=== Text section ===

The DFL Deutsche Fußball Liga GmbH (or simply Deutsche Fußball Liga; ; often shortened to DFL) is a wholly owned subsidiary of Die Liga – Fußballverband. The DFL is responsible for entire operating business of the Ligaverband, including the Bundesliga and 2. Bundesliga leagues. The chairman of supervisory board of the DFL is Reinhard Rauball. Christian Seifert is CEO of the DFL.

Since 1 July 2001, the DFL has organised the Bundesliga and 2. Bundesliga. From 2005 until 2007, they also organised the DFL-Ligapokal. Since 2010, the DFL also has organised the DFL-Supercup.

Function
The DFL was founded on 19 December 2000 as an independent GmbH. Since then, the Ligaverband has been the sole shareholder of the DFL, which has provided the capital stock in the amount of €1 million. The organisation is a subsidiary of the Ligaverband, which acts as a representative for the 36 professional clubs in the top two leagues of German football. Today the Bundesliga and 2. Bundesliga are operated by the DFL, but jointly hosted by the German Football Association (Deutscher Fußball-Bund, DFB) and the Ligaverband.

Duties
The DFL itself divides its operating business into the areas of operation, licensing, and marketing. The "operations" business area includes, in particular, the management of the licensed players' activities and the organisation of the competitions of the Ligaverband, which includes the Bundesliga, 2. Bundesliga, and DFL-Supercup, along with the promotion/relegation play-offs.

===

Objective — Reproduce the passage of the text about the Deutsche Fußball Liga between "The DFL Deutsche" and "of the DFL.", inclusive.

=== Information provided ===

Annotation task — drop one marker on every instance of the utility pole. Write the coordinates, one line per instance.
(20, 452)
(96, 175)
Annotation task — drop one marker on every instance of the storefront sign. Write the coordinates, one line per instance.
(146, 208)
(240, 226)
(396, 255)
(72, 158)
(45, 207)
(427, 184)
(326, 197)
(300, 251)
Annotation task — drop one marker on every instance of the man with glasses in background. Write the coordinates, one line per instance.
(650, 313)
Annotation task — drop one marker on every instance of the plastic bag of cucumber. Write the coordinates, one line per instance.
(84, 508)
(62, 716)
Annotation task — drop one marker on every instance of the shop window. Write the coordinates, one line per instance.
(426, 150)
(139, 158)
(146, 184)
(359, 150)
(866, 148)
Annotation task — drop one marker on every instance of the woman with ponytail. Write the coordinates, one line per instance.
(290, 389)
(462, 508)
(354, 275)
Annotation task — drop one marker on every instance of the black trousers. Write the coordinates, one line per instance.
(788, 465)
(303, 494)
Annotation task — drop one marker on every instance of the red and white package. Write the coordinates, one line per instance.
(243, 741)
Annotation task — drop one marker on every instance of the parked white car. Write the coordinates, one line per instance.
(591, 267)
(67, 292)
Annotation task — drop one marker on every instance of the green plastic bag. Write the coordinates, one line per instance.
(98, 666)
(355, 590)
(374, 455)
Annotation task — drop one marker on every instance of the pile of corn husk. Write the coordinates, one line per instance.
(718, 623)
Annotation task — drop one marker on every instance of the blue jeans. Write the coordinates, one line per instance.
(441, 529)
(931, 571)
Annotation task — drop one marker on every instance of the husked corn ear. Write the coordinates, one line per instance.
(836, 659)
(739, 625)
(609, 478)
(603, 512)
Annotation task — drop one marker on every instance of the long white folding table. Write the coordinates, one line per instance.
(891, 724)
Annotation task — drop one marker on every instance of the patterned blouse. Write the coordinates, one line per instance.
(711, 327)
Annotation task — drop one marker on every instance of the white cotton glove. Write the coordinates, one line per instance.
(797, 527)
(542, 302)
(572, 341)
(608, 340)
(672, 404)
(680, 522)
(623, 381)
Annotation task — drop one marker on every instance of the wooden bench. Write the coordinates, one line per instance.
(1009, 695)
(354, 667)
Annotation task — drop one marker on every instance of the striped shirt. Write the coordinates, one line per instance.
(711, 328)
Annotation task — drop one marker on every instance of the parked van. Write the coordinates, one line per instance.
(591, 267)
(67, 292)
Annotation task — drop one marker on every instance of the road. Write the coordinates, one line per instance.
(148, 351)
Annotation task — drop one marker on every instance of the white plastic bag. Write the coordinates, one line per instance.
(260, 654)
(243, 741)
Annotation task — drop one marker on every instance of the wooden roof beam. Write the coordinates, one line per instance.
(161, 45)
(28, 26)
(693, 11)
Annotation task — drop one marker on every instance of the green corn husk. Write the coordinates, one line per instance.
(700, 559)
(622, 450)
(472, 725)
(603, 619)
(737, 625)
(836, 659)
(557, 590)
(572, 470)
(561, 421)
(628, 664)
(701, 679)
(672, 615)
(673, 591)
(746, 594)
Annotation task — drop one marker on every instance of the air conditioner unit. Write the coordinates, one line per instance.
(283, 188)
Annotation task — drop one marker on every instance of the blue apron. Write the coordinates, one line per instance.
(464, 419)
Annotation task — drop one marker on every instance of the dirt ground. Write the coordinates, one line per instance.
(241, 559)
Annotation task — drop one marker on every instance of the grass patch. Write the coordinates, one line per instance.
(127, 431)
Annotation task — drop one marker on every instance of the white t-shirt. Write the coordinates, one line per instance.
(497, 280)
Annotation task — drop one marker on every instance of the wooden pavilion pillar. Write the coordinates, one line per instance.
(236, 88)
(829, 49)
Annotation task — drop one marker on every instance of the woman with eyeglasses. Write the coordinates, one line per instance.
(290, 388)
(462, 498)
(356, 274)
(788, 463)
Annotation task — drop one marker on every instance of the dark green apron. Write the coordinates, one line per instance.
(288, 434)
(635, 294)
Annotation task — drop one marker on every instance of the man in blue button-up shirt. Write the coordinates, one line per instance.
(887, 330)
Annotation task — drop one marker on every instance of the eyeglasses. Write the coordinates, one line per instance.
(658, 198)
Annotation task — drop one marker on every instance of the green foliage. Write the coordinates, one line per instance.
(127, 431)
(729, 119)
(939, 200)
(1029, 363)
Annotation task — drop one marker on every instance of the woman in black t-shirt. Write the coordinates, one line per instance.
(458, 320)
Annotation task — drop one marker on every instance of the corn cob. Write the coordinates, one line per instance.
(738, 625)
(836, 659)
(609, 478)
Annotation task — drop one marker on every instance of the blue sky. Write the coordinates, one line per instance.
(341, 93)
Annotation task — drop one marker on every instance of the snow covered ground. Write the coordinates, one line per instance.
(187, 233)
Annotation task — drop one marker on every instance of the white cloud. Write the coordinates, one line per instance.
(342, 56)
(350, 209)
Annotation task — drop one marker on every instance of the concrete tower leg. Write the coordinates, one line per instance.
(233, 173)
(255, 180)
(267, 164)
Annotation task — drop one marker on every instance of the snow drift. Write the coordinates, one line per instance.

===

Final result —
The DFL Deutsche Fußball Liga GmbH (or simply Deutsche Fußball Liga; ; often shortened to DFL) is a wholly owned subsidiary of Die Liga – Fußballverband. The DFL is responsible for entire operating business of the Ligaverband, including the Bundesliga and 2. Bundesliga leagues. The chairman of supervisory board of the DFL is Reinhard Rauball. Christian Seifert is CEO of the DFL.